Records for processing -
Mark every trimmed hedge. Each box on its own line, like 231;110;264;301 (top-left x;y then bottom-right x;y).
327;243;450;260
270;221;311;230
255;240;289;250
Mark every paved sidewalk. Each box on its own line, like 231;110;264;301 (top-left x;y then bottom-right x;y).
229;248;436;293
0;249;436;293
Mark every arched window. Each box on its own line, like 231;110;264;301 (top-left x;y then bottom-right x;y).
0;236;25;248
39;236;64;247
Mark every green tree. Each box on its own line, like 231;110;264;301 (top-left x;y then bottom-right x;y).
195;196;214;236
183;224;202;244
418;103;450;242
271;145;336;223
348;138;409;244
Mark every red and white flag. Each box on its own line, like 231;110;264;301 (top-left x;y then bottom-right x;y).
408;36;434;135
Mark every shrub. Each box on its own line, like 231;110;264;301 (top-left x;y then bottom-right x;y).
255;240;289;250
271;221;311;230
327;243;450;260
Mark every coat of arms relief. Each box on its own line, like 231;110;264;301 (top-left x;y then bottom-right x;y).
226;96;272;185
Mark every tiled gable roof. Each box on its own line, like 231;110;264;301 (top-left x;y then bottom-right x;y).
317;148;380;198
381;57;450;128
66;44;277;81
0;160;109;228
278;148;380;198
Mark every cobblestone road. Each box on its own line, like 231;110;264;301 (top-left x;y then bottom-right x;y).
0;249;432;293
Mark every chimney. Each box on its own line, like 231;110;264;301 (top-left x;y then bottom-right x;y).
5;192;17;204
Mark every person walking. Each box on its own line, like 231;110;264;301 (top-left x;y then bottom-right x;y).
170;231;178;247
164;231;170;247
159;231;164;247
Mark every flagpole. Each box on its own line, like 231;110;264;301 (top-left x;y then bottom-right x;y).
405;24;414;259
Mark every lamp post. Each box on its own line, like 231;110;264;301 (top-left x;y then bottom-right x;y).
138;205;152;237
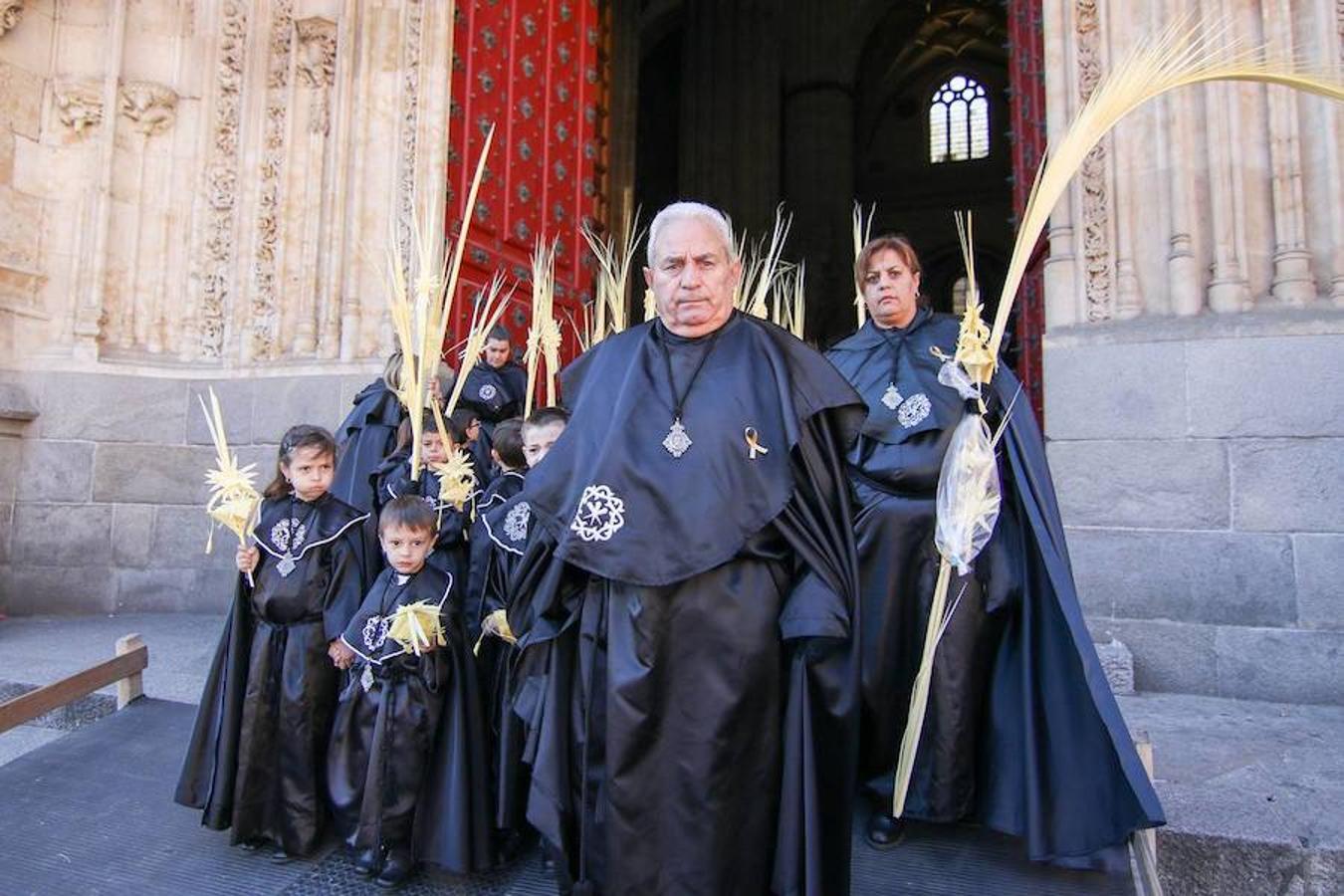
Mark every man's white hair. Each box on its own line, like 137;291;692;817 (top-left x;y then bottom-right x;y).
648;203;735;268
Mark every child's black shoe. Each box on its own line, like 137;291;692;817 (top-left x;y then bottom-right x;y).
354;846;383;877
375;846;415;888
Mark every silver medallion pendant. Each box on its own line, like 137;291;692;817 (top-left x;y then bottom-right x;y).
663;416;695;457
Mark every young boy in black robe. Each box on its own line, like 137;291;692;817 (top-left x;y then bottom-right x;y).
327;495;488;887
373;412;471;581
176;426;371;861
472;407;568;861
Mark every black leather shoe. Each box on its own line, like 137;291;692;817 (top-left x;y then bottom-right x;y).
354;846;383;877
867;810;906;849
373;846;415;888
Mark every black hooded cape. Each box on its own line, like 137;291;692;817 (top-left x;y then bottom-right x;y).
175;493;371;854
828;311;1164;866
331;377;406;511
508;315;861;896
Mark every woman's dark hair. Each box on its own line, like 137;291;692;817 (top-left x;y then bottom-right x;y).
853;234;929;307
377;495;438;535
394;411;466;453
491;416;527;470
262;423;336;499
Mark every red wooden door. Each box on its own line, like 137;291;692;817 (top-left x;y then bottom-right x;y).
445;0;607;375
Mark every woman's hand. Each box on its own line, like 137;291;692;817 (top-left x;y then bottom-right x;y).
327;638;354;669
234;544;261;575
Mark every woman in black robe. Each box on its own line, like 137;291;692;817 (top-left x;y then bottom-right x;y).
176;426;368;858
828;236;1163;866
508;203;861;896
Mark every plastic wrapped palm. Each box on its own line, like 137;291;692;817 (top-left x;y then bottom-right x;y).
892;18;1344;816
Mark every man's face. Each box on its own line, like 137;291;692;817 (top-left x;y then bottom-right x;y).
523;420;564;468
644;218;742;338
377;523;434;575
485;338;512;369
863;249;919;328
280;447;336;501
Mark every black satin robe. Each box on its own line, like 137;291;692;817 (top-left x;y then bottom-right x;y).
176;495;368;856
331;377;406;511
373;458;471;585
828;311;1163;866
327;564;489;873
508;315;861;896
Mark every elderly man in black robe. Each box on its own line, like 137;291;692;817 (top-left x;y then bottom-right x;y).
508;203;863;896
828;236;1163;868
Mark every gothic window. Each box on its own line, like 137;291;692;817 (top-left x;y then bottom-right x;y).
929;76;990;164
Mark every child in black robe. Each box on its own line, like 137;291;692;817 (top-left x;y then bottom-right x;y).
331;350;457;513
472;407;568;861
176;426;368;860
327;496;489;887
373;412;471;583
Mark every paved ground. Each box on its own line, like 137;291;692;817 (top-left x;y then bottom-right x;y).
0;614;1344;893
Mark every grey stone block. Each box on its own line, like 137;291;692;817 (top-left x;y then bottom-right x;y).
1044;342;1188;439
112;504;154;566
0;504;14;562
38;373;187;445
0;435;23;501
187;380;257;450
1068;530;1297;628
1215;626;1344;705
15;439;95;501
146;507;238;569
93;445;215;507
1048;439;1230;530
1230;438;1344;532
115;566;234;612
1293;535;1344;628
0;565;115;615
9;504;112;566
1095;638;1134;695
1087;619;1218;695
1187;335;1344;437
253;376;344;443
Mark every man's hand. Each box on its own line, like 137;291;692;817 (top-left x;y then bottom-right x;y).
327;638;354;669
234;544;261;575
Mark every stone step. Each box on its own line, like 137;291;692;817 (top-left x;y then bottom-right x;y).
1118;693;1344;896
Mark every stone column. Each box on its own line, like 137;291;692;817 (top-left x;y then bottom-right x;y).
783;0;855;339
680;0;780;238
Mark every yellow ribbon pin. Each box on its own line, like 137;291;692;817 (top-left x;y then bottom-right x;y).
742;426;771;461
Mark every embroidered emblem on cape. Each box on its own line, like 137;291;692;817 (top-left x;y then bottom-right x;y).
896;392;933;430
363;616;392;650
663;419;695;457
569;485;625;542
270;517;308;577
270;517;308;554
504;502;529;542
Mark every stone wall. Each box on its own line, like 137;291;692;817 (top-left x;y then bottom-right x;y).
0;372;373;614
1045;311;1344;704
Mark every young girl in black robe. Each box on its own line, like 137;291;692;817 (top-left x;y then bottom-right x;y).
373;412;471;583
327;495;489;887
176;426;368;860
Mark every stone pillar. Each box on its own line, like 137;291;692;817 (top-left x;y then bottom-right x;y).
680;0;781;239
783;0;856;341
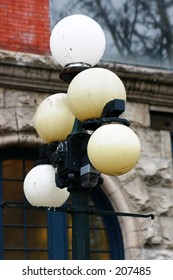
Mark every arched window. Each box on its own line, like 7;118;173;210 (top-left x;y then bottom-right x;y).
0;148;124;260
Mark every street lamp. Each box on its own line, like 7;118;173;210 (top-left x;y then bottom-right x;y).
1;15;153;259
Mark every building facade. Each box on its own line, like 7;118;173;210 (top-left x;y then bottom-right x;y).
0;0;173;260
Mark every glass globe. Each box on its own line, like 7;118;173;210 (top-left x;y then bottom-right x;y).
34;93;75;143
67;67;126;121
50;15;106;67
87;124;141;176
23;164;69;207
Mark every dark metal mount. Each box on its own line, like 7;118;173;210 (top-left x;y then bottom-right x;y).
1;201;155;220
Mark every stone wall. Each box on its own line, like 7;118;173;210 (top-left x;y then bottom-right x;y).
0;52;173;259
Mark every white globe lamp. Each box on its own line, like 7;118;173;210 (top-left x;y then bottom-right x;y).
50;15;106;67
34;93;75;143
67;67;126;121
24;164;69;207
87;124;141;176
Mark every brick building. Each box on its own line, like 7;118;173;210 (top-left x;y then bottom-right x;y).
0;0;173;259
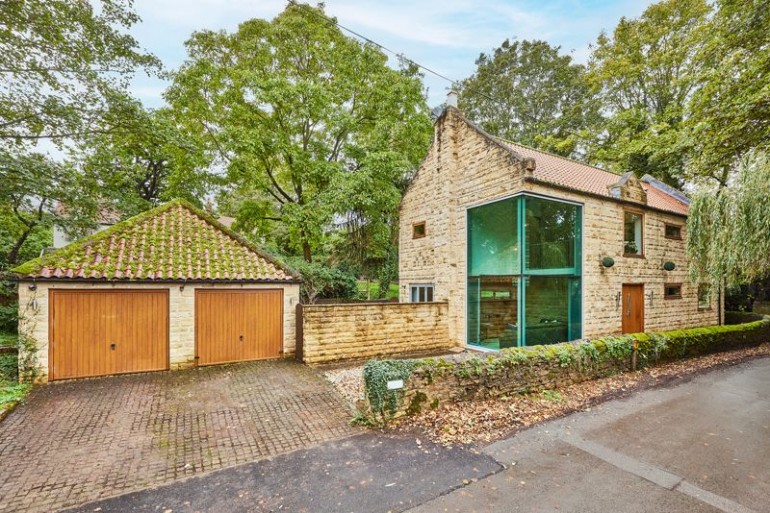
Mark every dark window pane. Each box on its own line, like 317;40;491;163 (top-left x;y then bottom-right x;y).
666;224;682;239
525;198;580;270
623;212;643;255
468;276;519;349
468;198;520;276
665;284;682;299
698;284;711;310
524;276;582;346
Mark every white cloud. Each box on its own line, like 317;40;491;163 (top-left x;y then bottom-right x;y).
127;0;651;104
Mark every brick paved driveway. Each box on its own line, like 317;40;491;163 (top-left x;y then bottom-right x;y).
0;360;356;513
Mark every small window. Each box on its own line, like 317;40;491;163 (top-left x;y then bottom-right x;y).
663;283;682;299
623;212;644;256
698;283;711;310
411;284;433;303
412;221;425;239
666;224;682;240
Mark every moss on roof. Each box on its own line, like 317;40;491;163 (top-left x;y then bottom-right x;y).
13;200;299;282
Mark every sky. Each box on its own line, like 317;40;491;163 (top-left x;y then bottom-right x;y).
131;0;652;107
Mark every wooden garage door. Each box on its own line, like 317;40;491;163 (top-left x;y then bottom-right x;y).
195;289;283;365
49;290;168;379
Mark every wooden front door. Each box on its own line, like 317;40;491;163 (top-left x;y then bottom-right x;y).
623;284;644;333
195;289;283;365
48;290;168;380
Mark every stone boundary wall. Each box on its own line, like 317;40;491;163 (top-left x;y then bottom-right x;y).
376;316;770;417
297;302;456;364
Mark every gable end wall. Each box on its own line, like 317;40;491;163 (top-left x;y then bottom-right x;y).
399;109;718;344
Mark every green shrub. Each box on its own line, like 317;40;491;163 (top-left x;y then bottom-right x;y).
363;360;416;423
290;259;358;303
725;311;765;325
0;301;19;333
0;351;19;383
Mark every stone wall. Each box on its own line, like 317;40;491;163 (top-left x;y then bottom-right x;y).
19;282;299;381
399;108;718;344
368;317;770;416
297;303;456;364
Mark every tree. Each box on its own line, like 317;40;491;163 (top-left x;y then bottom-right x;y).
0;0;159;266
459;39;598;156
78;102;215;217
0;0;159;145
166;4;431;262
0;153;97;267
589;0;711;186
688;0;770;187
687;151;770;287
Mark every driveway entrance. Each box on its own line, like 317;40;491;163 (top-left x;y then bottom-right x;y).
0;360;357;513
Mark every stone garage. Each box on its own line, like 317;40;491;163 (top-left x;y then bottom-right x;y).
14;201;300;381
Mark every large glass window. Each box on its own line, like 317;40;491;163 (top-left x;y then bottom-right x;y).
467;196;582;349
468;198;521;276
525;198;579;270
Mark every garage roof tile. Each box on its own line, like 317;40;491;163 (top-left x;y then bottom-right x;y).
13;200;299;283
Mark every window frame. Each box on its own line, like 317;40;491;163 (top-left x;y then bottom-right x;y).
663;283;684;300
663;223;684;240
698;283;714;312
623;208;645;258
409;283;436;303
412;221;428;240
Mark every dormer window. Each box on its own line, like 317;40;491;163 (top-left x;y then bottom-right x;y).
412;221;426;239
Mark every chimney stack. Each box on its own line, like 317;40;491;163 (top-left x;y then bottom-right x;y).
446;89;457;108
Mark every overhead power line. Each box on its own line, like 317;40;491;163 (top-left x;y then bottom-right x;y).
288;0;457;86
287;0;513;109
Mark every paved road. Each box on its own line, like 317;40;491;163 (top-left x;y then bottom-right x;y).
413;359;770;513
63;433;501;513
57;359;770;513
0;360;360;513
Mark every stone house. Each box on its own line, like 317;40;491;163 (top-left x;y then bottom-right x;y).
14;201;300;381
399;99;721;349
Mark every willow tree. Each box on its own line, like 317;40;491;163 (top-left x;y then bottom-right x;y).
687;151;770;289
166;3;431;262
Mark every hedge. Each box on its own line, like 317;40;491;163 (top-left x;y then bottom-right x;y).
725;312;765;325
364;317;770;422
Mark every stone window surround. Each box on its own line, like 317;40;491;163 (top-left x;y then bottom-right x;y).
663;223;684;240
698;283;712;311
663;283;683;299
412;221;428;239
409;283;434;303
623;208;645;258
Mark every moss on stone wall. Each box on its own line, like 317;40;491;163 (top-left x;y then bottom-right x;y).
365;317;770;417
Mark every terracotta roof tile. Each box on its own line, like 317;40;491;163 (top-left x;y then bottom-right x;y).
14;201;299;282
493;137;689;215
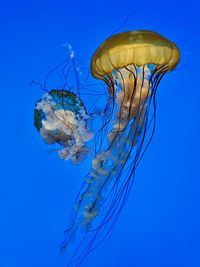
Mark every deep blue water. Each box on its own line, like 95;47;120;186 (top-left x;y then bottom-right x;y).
0;0;200;267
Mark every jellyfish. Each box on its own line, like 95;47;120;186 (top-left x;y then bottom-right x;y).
34;89;92;163
61;30;180;266
32;44;93;164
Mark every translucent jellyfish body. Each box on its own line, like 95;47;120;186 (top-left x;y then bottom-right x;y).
61;30;180;266
34;90;92;163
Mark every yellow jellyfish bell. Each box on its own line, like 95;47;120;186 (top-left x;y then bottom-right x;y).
91;30;180;79
61;30;180;266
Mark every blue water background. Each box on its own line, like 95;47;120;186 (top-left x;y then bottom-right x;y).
0;0;200;267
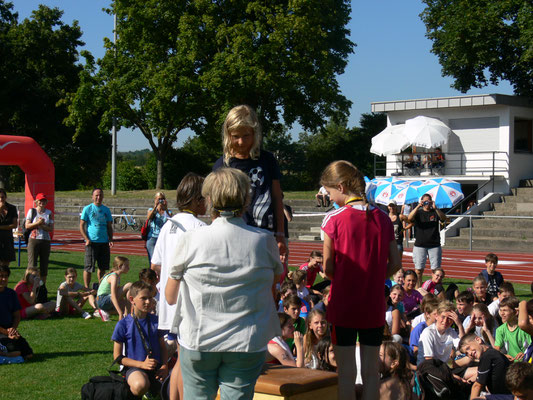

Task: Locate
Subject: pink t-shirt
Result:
[322,205,394,329]
[300,263,319,289]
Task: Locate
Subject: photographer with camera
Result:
[146,192,172,265]
[407,193,446,289]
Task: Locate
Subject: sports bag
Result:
[22,208,37,246]
[81,371,135,400]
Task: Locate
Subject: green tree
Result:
[0,0,110,189]
[69,0,354,188]
[299,113,387,189]
[420,0,533,96]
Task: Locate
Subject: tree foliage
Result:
[66,0,354,187]
[421,0,533,96]
[0,0,109,190]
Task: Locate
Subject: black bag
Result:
[81,371,135,400]
[81,356,137,400]
[22,208,37,246]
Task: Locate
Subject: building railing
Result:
[446,214,533,251]
[374,151,509,177]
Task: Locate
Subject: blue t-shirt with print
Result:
[80,203,113,243]
[213,150,281,231]
[111,314,165,362]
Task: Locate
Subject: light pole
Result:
[111,13,117,196]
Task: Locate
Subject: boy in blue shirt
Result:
[111,281,168,397]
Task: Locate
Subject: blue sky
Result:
[13,0,512,151]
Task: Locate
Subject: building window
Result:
[514,119,533,153]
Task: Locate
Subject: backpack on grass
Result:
[81,356,137,400]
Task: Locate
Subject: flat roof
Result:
[370,94,533,112]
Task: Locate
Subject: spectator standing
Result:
[320,161,401,399]
[80,188,113,288]
[25,193,54,284]
[165,168,283,399]
[146,192,172,263]
[0,188,18,267]
[213,105,287,262]
[408,193,446,289]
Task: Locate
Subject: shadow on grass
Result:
[31,350,111,363]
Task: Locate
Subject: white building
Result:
[372,94,533,198]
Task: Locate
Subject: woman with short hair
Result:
[166,168,283,399]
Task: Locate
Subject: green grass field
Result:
[0,251,531,400]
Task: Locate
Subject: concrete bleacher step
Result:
[445,236,533,252]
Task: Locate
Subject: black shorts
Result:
[84,242,111,272]
[331,325,385,346]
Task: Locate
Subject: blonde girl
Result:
[304,309,329,369]
[213,105,286,262]
[266,313,304,368]
[320,161,401,399]
[463,303,497,347]
[379,342,416,400]
[95,256,131,321]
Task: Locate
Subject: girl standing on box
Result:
[213,105,287,262]
[320,161,401,399]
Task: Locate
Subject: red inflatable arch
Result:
[0,135,55,231]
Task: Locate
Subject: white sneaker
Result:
[98,309,109,322]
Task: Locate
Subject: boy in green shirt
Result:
[494,297,531,361]
[283,294,305,349]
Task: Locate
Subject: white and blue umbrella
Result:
[393,181,422,206]
[374,180,405,205]
[417,178,465,208]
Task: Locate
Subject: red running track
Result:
[52,230,533,284]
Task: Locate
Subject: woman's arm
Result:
[323,232,335,280]
[109,274,124,320]
[272,179,287,256]
[165,278,180,305]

Written problem -
Rewrite the part of the records that opens with the line containing "Mark every flagpole." and closes with the line containing "648;203;735;268" as a two-column CSV with the columns instruction and boxes. Give one row per item, put each field in quotes with line breaks turned into spaces, and leave the pictures out.

Response to this exercise -
instruction,boxes
"Mark every flagpole. Each box on its own line, like 231;110;264;301 (top-left x;y then bottom-right x;y).","405;24;414;259"
"Mark every lamp post. Each box on its own line, like 231;110;264;301 (top-left x;y then bottom-right x;y).","138;205;152;237"
"Mark every man's white hair. Each box on its own line, like 137;291;692;817 (top-left x;y then bottom-right x;y).","648;203;735;268"